---------- Task material ----------

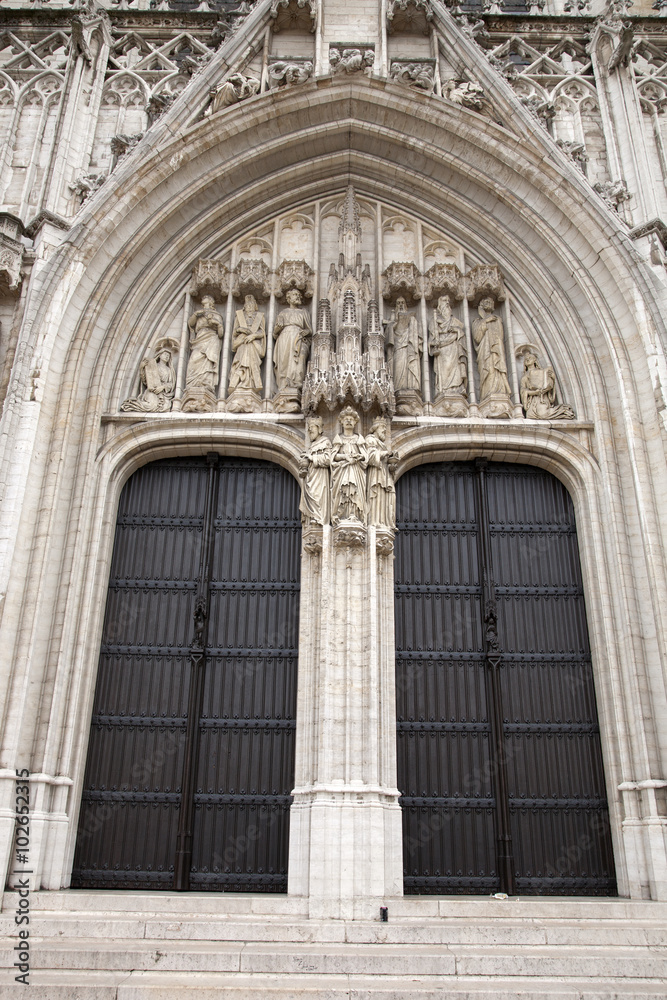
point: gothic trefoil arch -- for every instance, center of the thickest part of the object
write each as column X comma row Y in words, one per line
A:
column 350, row 252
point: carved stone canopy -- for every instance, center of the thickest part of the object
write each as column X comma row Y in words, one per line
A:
column 401, row 279
column 252, row 276
column 295, row 274
column 210, row 277
column 443, row 279
column 485, row 280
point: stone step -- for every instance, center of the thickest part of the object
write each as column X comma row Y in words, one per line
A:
column 288, row 958
column 88, row 985
column 443, row 931
column 405, row 907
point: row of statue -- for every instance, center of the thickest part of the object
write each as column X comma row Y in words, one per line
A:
column 349, row 479
column 292, row 333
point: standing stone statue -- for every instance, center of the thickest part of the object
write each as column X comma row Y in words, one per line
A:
column 292, row 332
column 249, row 346
column 201, row 378
column 315, row 471
column 489, row 340
column 404, row 344
column 450, row 364
column 381, row 467
column 538, row 393
column 348, row 463
column 158, row 378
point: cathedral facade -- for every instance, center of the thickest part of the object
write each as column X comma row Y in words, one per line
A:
column 333, row 375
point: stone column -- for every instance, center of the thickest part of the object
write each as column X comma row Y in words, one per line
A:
column 345, row 826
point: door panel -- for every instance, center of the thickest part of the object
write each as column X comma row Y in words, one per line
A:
column 548, row 752
column 245, row 737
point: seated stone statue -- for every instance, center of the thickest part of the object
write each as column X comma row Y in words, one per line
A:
column 159, row 381
column 538, row 393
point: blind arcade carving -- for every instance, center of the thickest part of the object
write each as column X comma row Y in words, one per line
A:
column 400, row 322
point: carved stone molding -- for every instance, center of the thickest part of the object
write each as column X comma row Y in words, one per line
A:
column 443, row 279
column 252, row 276
column 410, row 16
column 295, row 274
column 289, row 72
column 210, row 277
column 348, row 58
column 485, row 280
column 401, row 279
column 416, row 73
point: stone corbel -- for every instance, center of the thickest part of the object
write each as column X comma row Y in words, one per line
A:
column 122, row 144
column 467, row 94
column 656, row 233
column 11, row 252
column 444, row 279
column 349, row 534
column 289, row 72
column 409, row 16
column 416, row 73
column 346, row 58
column 401, row 278
column 614, row 193
column 252, row 276
column 295, row 274
column 294, row 14
column 157, row 105
column 485, row 280
column 210, row 277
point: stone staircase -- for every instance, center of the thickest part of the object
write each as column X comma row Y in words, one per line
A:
column 155, row 946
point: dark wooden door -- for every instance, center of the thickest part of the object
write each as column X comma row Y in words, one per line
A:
column 191, row 754
column 499, row 760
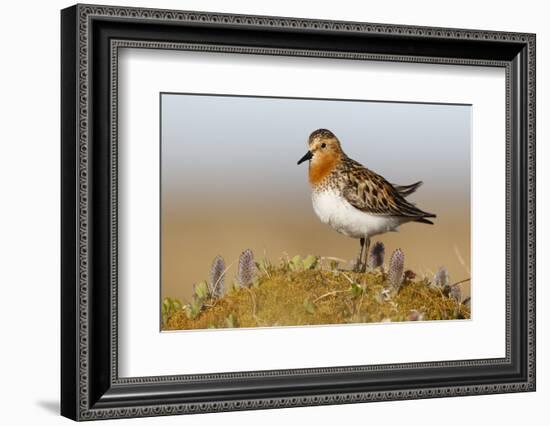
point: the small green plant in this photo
(169, 307)
(217, 278)
(456, 293)
(442, 281)
(194, 309)
(356, 290)
(397, 264)
(231, 321)
(299, 264)
(201, 291)
(309, 306)
(247, 268)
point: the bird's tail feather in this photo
(406, 190)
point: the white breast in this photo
(336, 211)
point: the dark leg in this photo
(358, 264)
(366, 244)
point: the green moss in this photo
(293, 295)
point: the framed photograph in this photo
(263, 212)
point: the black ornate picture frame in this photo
(91, 387)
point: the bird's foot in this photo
(360, 266)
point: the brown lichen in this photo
(286, 297)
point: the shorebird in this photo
(352, 199)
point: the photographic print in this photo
(299, 212)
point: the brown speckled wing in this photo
(371, 193)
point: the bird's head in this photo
(324, 147)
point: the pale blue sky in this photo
(224, 145)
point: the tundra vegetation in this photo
(313, 290)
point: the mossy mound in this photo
(281, 296)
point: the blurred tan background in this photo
(230, 181)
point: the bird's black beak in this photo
(306, 157)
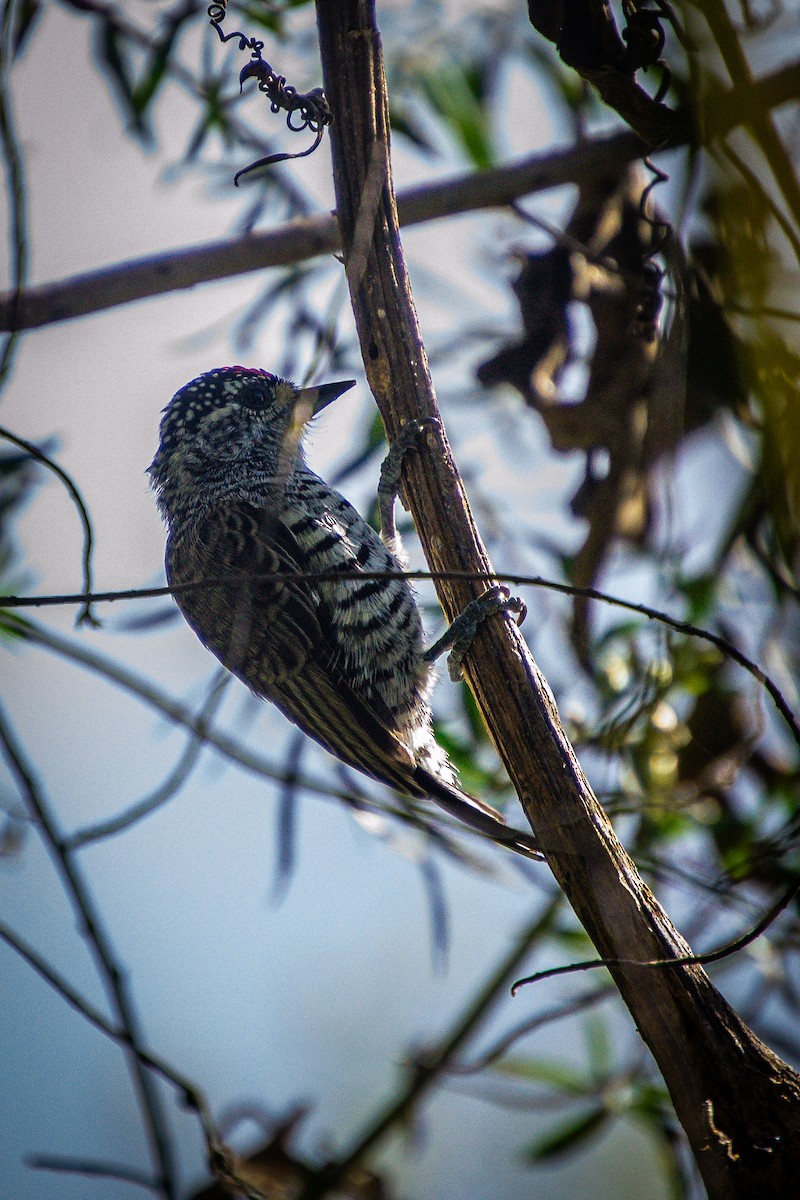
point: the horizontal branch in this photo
(306, 238)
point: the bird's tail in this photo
(475, 814)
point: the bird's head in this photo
(234, 415)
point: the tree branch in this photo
(139, 279)
(738, 1103)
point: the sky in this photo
(314, 997)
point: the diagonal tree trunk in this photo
(738, 1102)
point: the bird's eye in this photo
(254, 396)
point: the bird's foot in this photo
(390, 474)
(461, 634)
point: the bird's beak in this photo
(314, 400)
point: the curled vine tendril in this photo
(305, 111)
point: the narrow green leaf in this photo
(567, 1137)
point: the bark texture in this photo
(737, 1101)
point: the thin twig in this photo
(307, 238)
(516, 580)
(170, 786)
(100, 945)
(428, 1069)
(722, 952)
(14, 171)
(37, 455)
(230, 747)
(191, 1097)
(91, 1169)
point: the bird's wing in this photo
(272, 630)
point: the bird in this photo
(342, 657)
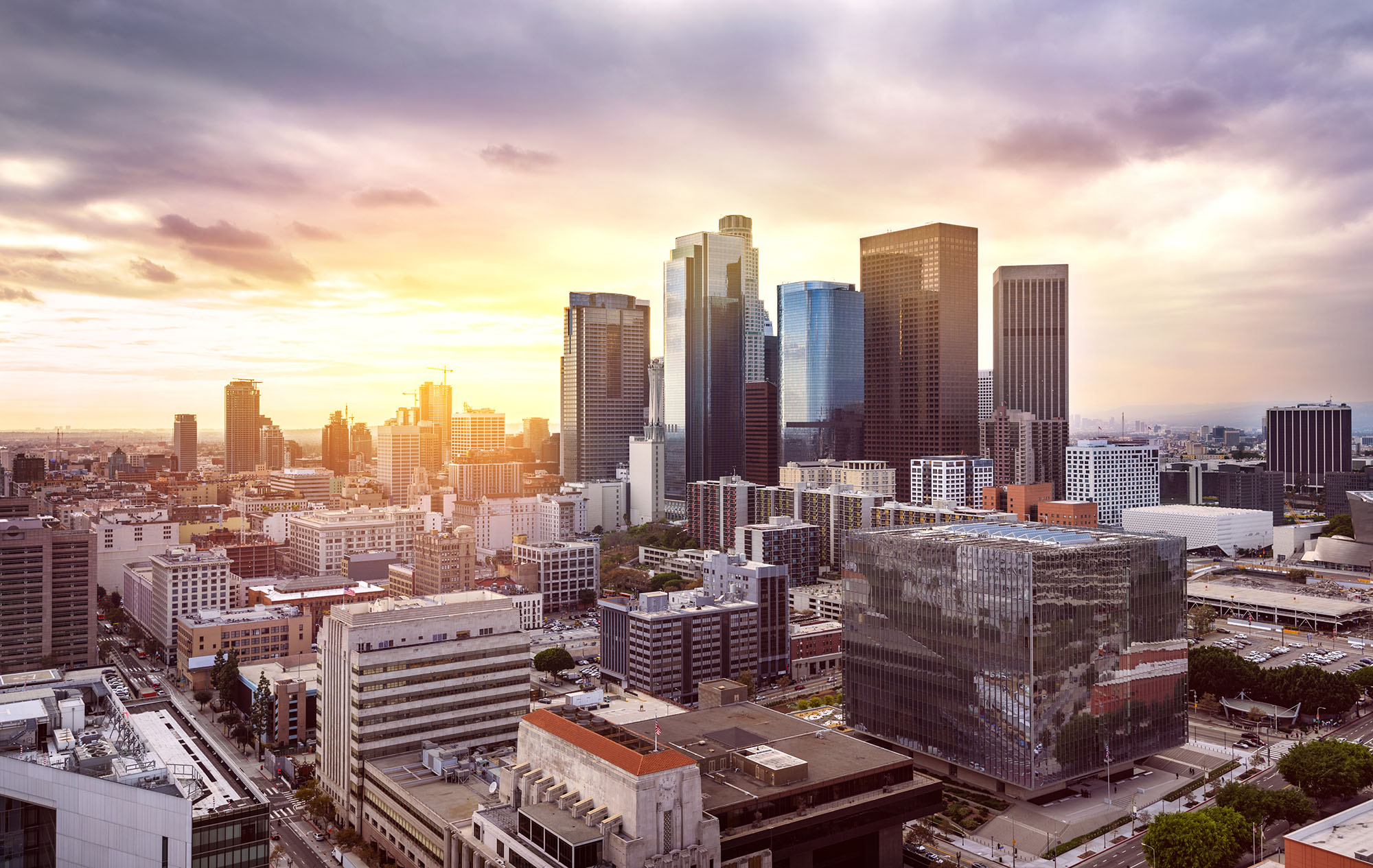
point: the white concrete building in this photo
(451, 669)
(565, 570)
(956, 480)
(178, 583)
(319, 540)
(1205, 526)
(1114, 476)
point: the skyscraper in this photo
(185, 441)
(1309, 441)
(921, 344)
(437, 407)
(820, 414)
(241, 426)
(704, 360)
(1030, 340)
(605, 382)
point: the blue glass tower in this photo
(820, 362)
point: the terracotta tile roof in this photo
(612, 751)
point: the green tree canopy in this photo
(1208, 838)
(554, 659)
(1328, 769)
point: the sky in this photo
(334, 197)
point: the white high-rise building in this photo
(1114, 476)
(397, 456)
(185, 441)
(956, 480)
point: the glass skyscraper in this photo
(704, 359)
(820, 360)
(1017, 653)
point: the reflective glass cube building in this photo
(1017, 655)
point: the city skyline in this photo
(270, 218)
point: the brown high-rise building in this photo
(921, 344)
(1030, 340)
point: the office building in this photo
(336, 444)
(716, 507)
(1039, 670)
(477, 430)
(1030, 340)
(877, 477)
(1205, 528)
(47, 583)
(185, 441)
(1114, 476)
(954, 480)
(734, 786)
(761, 433)
(241, 426)
(397, 459)
(738, 577)
(569, 573)
(271, 447)
(109, 786)
(1309, 441)
(820, 360)
(705, 300)
(649, 456)
(395, 675)
(256, 632)
(444, 562)
(1025, 449)
(178, 583)
(921, 344)
(322, 539)
(669, 643)
(605, 382)
(985, 401)
(783, 541)
(436, 401)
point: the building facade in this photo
(605, 382)
(921, 344)
(820, 360)
(980, 647)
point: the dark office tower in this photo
(921, 344)
(362, 437)
(704, 360)
(185, 441)
(1030, 340)
(241, 426)
(1309, 441)
(605, 382)
(820, 362)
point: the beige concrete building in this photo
(451, 669)
(47, 584)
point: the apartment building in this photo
(395, 675)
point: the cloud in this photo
(315, 234)
(219, 235)
(1052, 143)
(19, 296)
(152, 271)
(518, 160)
(381, 197)
(271, 264)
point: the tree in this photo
(554, 659)
(1201, 618)
(1328, 769)
(1208, 838)
(260, 716)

----------

What to work on
Rewrite all the lines above with "cathedral facade" swapped for "church front" and everything else unchanged, leaving out the pictures.

Response to this exercise
point: gothic trefoil arch -- for every instance, center of the thickest part of the object
write each as column X comma row Y in words, one per line
A:
column 350, row 252
point: carved stone canopy -- for every instance, center of the thickest part of the object
write each as column X comma row Y in words, one per line
A:
column 401, row 279
column 252, row 276
column 295, row 274
column 210, row 277
column 443, row 279
column 485, row 280
point: stone step -- for every instance, center of the thickest part of the object
write each as column X comma row Y in words, one per line
A:
column 288, row 958
column 88, row 985
column 443, row 931
column 405, row 907
point: row of statue -- for every instance, center of the thickest part of the object
write each as column X comma row Y in words, one per line
A:
column 349, row 479
column 292, row 333
point: standing stone statue -- for every instance, center of the thickest part of the object
write each as column X comma row Y in words, one per line
A:
column 292, row 332
column 249, row 346
column 201, row 378
column 315, row 471
column 489, row 340
column 404, row 344
column 450, row 364
column 381, row 467
column 538, row 393
column 348, row 463
column 158, row 378
point: church front -- for every instance, center of the thickest part of the object
write each as column X comma row Y in words, one per line
A:
column 333, row 375
point: stone column -- for every instance, center of the thickest part of the object
write each as column X comma row Y in words, one per line
A:
column 345, row 826
point: door panel -- for every instance, center of the thickest part of the object
write each as column X comma row Y in words, one per line
A:
column 548, row 752
column 245, row 737
point: seated stone statue -- for every instance, center of the thickest part of the object
write each as column X comma row Y in words, one per line
A:
column 159, row 381
column 538, row 393
point: blind arcade carving -- for every instance, center of the thickest part of the object
write each as column X comma row Y in words, one per line
A:
column 400, row 322
point: carved stone molding -- for every instance, center of the thickest part of the object
write each as column X comma row Y in words, one per line
A:
column 443, row 279
column 252, row 276
column 410, row 16
column 295, row 274
column 289, row 72
column 210, row 277
column 348, row 58
column 485, row 280
column 401, row 279
column 416, row 73
point: stone corbel -- for every instance, center of the thickest part of the object
write each as column X comma row Y in words, one per line
A:
column 122, row 144
column 467, row 94
column 656, row 233
column 11, row 252
column 444, row 279
column 349, row 534
column 289, row 72
column 409, row 16
column 416, row 73
column 346, row 58
column 401, row 278
column 614, row 193
column 252, row 276
column 295, row 274
column 294, row 14
column 157, row 105
column 485, row 280
column 210, row 277
point: stone staircase -- for every instance, center of the thickest part of the object
write each as column X comma row Y in words, one per line
A:
column 155, row 946
point: dark wooden door -- for every instance, center of the thickest part of the object
write each as column X comma row Y in words, one per line
A:
column 191, row 754
column 499, row 760
point: the small green plant in this photo
(169, 307)
(217, 278)
(456, 293)
(442, 281)
(194, 309)
(356, 290)
(397, 264)
(231, 321)
(299, 264)
(201, 291)
(309, 306)
(247, 268)
point: the bird's tail feather in this photo
(406, 190)
point: the white breast in this photo
(336, 211)
point: the dark leg in this photo
(358, 264)
(366, 244)
point: the green moss in this photo
(293, 295)
point: the framed photograph in this photo
(263, 212)
point: the black ornate picture frame in this photo
(91, 387)
point: the bird's foot in this photo
(360, 266)
point: the brown lichen in this photo
(286, 297)
point: the shorebird in this photo
(352, 199)
point: the photographic print in this photo
(299, 212)
point: the brown speckled wing in this photo
(371, 193)
point: the bird's head in this photo
(324, 147)
point: the pale blue sky in this photo
(224, 145)
point: the tundra vegetation in this photo
(313, 290)
point: the mossy mound in this photo
(281, 296)
point: the blurred tan background in this photo
(230, 181)
point: the bird's black beak in this photo
(306, 157)
point: the horizontal branch in this photo
(306, 238)
point: the bird's tail in this photo
(475, 814)
point: the bird's head in this photo
(234, 415)
point: the tree branch in this photo
(139, 279)
(738, 1103)
point: the sky in this photo
(314, 997)
point: the diagonal tree trunk in this photo
(738, 1102)
point: the bird's eye in this photo
(254, 396)
point: the bird's foot in this photo
(390, 474)
(461, 634)
point: the bird's beak in this photo
(314, 400)
point: the curled vine tendril in this photo
(305, 111)
point: the narrow green leaf in this photo
(567, 1137)
point: the bark texture in this photo
(737, 1101)
point: the thin twig in this photo
(307, 238)
(516, 580)
(170, 786)
(100, 945)
(428, 1069)
(722, 952)
(14, 171)
(37, 455)
(230, 747)
(191, 1097)
(91, 1169)
point: the bird's wing in this photo
(272, 630)
point: the bird in this photo
(342, 657)
point: the white concrete building in this photo
(451, 669)
(565, 570)
(956, 480)
(178, 583)
(319, 540)
(1205, 526)
(1114, 476)
point: the skyscraper in this photo
(185, 441)
(1309, 441)
(921, 344)
(437, 407)
(820, 414)
(241, 426)
(704, 360)
(1030, 340)
(605, 382)
point: the blue glass tower in this photo
(820, 362)
point: the terracotta tile roof in this photo
(612, 751)
point: the green tree canopy in this photo
(1208, 838)
(554, 659)
(1328, 769)
point: the sky in this photo
(334, 197)
point: the white high-rise building in this photo
(1114, 476)
(397, 456)
(185, 441)
(956, 480)
point: the glass skyscraper in this photo
(704, 359)
(820, 360)
(1017, 653)
point: the reflective glass cube building in this photo
(1017, 655)
point: the city skyline in this photo
(270, 218)
point: the brown high-rise building in this photo
(921, 344)
(1030, 340)
point: the office building in this photo
(336, 444)
(716, 507)
(1039, 670)
(477, 430)
(1030, 340)
(877, 477)
(1205, 528)
(47, 583)
(185, 441)
(1114, 476)
(954, 480)
(734, 786)
(761, 433)
(241, 426)
(397, 459)
(738, 577)
(569, 573)
(271, 447)
(109, 786)
(1309, 441)
(820, 360)
(705, 300)
(649, 456)
(395, 675)
(256, 632)
(444, 562)
(1025, 449)
(178, 583)
(921, 344)
(322, 539)
(669, 643)
(605, 382)
(985, 401)
(783, 541)
(436, 401)
point: the building facade in this photo
(605, 382)
(921, 344)
(820, 360)
(980, 647)
point: the dark office tower in this photo
(921, 344)
(362, 437)
(704, 360)
(185, 441)
(1030, 340)
(241, 426)
(1309, 441)
(605, 382)
(820, 362)
point: the beige concrete building in this photo
(451, 669)
(47, 584)
point: the apartment building in this photo
(395, 675)
point: the cloud in this photo
(315, 234)
(219, 235)
(1052, 143)
(19, 296)
(152, 271)
(518, 160)
(381, 197)
(271, 264)
point: the tree in this photo
(554, 659)
(1201, 618)
(1328, 769)
(1208, 838)
(260, 716)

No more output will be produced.